» Work required: Copy out the stretch of the records below, from the line containing "the tree trunk?" through the line containing "200,336 -> 293,417", unchanged and with nothing else.

>> Begin Material for the task

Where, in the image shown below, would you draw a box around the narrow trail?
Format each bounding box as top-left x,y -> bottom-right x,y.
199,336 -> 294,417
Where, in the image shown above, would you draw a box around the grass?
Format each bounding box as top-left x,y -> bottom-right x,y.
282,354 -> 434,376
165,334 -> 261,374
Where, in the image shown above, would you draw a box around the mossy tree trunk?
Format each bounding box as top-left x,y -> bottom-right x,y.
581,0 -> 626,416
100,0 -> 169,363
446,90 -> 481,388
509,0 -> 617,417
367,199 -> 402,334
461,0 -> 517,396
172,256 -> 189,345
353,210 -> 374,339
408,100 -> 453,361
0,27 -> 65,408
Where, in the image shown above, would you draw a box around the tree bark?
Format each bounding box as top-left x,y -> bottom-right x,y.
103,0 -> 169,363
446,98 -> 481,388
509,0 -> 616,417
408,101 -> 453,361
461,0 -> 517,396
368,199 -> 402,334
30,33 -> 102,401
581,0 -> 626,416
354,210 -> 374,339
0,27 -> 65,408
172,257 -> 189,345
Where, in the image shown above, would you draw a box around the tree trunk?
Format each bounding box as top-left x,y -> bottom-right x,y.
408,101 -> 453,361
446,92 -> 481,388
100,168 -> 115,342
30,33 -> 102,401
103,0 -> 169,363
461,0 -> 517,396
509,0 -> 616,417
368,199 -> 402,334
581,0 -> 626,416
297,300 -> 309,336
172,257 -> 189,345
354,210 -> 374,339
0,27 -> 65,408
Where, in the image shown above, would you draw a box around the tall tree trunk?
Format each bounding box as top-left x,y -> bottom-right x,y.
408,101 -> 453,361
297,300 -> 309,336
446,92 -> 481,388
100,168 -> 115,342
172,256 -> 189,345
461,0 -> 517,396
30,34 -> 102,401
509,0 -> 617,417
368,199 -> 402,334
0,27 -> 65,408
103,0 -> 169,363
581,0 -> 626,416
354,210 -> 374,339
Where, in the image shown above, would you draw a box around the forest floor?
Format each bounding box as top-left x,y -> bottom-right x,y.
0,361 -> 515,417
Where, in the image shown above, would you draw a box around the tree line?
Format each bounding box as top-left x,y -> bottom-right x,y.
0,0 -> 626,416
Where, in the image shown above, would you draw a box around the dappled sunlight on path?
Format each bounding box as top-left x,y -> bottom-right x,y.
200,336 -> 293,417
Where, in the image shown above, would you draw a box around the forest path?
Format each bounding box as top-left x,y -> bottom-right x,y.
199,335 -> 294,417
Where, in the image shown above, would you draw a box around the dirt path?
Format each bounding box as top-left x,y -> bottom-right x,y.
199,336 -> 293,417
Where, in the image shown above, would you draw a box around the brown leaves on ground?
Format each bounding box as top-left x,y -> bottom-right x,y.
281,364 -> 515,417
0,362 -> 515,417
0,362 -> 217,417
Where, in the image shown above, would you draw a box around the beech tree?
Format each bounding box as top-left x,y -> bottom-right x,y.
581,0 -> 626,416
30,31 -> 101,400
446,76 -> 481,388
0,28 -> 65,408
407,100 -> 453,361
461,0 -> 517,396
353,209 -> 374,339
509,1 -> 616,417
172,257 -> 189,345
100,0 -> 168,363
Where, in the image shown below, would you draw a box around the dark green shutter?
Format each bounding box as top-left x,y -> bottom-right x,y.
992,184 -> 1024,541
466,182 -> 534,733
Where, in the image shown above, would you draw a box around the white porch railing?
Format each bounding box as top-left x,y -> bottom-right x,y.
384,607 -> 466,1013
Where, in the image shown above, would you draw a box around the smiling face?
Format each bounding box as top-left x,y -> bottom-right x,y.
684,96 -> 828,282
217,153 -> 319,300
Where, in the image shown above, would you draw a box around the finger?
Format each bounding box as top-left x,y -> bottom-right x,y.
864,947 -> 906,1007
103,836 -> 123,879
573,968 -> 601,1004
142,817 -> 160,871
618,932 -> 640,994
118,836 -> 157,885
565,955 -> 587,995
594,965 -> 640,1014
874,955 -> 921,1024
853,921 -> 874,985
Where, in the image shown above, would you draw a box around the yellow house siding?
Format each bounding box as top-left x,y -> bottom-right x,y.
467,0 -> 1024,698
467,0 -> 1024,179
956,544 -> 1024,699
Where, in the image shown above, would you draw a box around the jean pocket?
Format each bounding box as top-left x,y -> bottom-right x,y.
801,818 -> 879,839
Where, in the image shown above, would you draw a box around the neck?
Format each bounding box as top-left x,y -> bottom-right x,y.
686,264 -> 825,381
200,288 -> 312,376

>> End Material for the task

» Exercise answer:
Where, in the image shown above, would you draw a box around the tree trunk?
Format each bounding box as top-left x,y -> bottom-right x,y.
408,101 -> 453,361
446,92 -> 481,388
100,168 -> 115,342
30,33 -> 102,401
103,0 -> 169,363
461,0 -> 517,396
509,0 -> 616,417
368,199 -> 402,334
581,0 -> 626,416
297,300 -> 309,336
172,257 -> 189,345
354,210 -> 374,339
0,27 -> 65,408
Where, in the image shown above, would you draw a box around the tall tree trunk?
Format each bounding box as top-left x,y -> bottom-right x,y.
408,101 -> 453,361
297,300 -> 309,336
446,92 -> 481,388
100,168 -> 115,342
172,256 -> 189,345
461,0 -> 517,396
30,34 -> 102,401
509,0 -> 617,417
368,199 -> 402,334
0,27 -> 65,408
103,0 -> 169,363
581,0 -> 626,416
354,210 -> 374,339
Where, in the image shown above, would you draw a box around the forest floor?
Format each bounding box as top-left x,y -> bottom-right x,y.
0,361 -> 515,417
Where, in the image shown above, would you draw a box around the tree line?
Format each bounding box as top-left x,y -> bottom-right x,y.
0,0 -> 626,416
Where, in the image shown above, would you draw a box around the dappled sunlight on path?
Format each bounding box as top-left x,y -> bottom-right x,y.
200,336 -> 293,417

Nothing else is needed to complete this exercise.